=== TASKS TO CARRY OUT ===
[1] Answer each question from the passage on why the mind hates meditation.
(a) What does the passage give as the teaching of the Buddha?
(b) Who is thanked for support on Patreon?
(c) What can the mind become when it is out of control?
[2] Write the next few sentences of the passage on why the mind hates meditation, starting after its final sentence.

=== SELECTED EXTRACT ===
Kie Einzelgänger | 6:35


To avoid all evil, to cultivate good and to cleanse one's mind. This is the teaching of the Buddha. Meditation has been scientifically proven to have many health benefits (like reduced anxiety and better emotional health). While this is great, I also see many people struggling with incorporating meditation in their daily routines, even though it takes some effort to adopt new habits.

There is one thing at play that doesn't like meditation at all. This is the mind. In this video, I'll explain why the mind hates meditation.

First of all, thank you, Christine, for your support on Patreon. I appreciate it and it helps me to continue this. So, I won't deny that experienced meditators won't have too much trouble meditating whenever they want because the wise part of their thinking mind has become dominant. However, the average Joe, myself included, often experiences a mind that's overly active, eager to solve puzzles, analyze past events and calculate future possibilities no matter if it's past.

The mind is a precious tool, but when it's out of control, it can be a destructive monster as well.

=== GIVEN DATA ===
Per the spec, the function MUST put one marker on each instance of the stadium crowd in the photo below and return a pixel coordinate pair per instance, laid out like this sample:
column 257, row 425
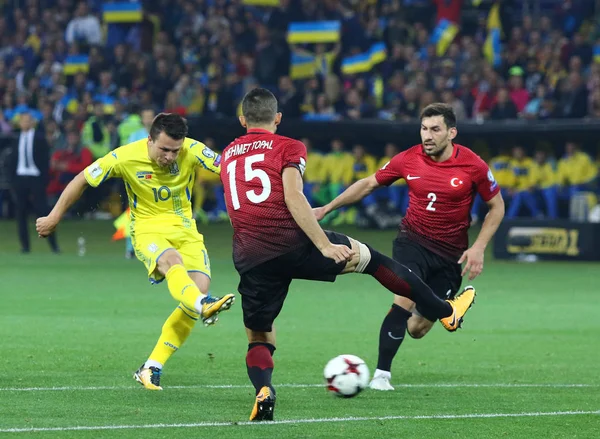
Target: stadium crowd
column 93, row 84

=== ANSWERS FOR THE TASKS ===
[1]
(a) To avoid all evil, to cultivate good and to cleanse one's mind.
(b) Christine.
(c) A destructive monster.

[2]
The quality of our thoughts is so important because emotions are the consequence of it. As emperor and stoic philosopher Marcus Aurelius really puts it, the things you think about determine the quality of your mind, your soul takes on the color of your thoughts and negative thoughts, most likely cause fear or anger.

Positive thoughts most likely cause laughter. It's not uncommon that people that are in a constant state of negative thinking end up being depressed or anxious. This makes overthinking dangerous because sufferers may end up hurting and even killing themselves. The ancient practice of meditation proves to be a cure for the restless mind.

The Buddhists calls such a mind, a monkey mind because it tends to jump from branch to branc. Currently, Western Healthcare has begun acknowledging the benefits of meditation, so we increasingly see doctors prescribing it to their patients. The most common form of meditation is breath meditation. It's very simple, really.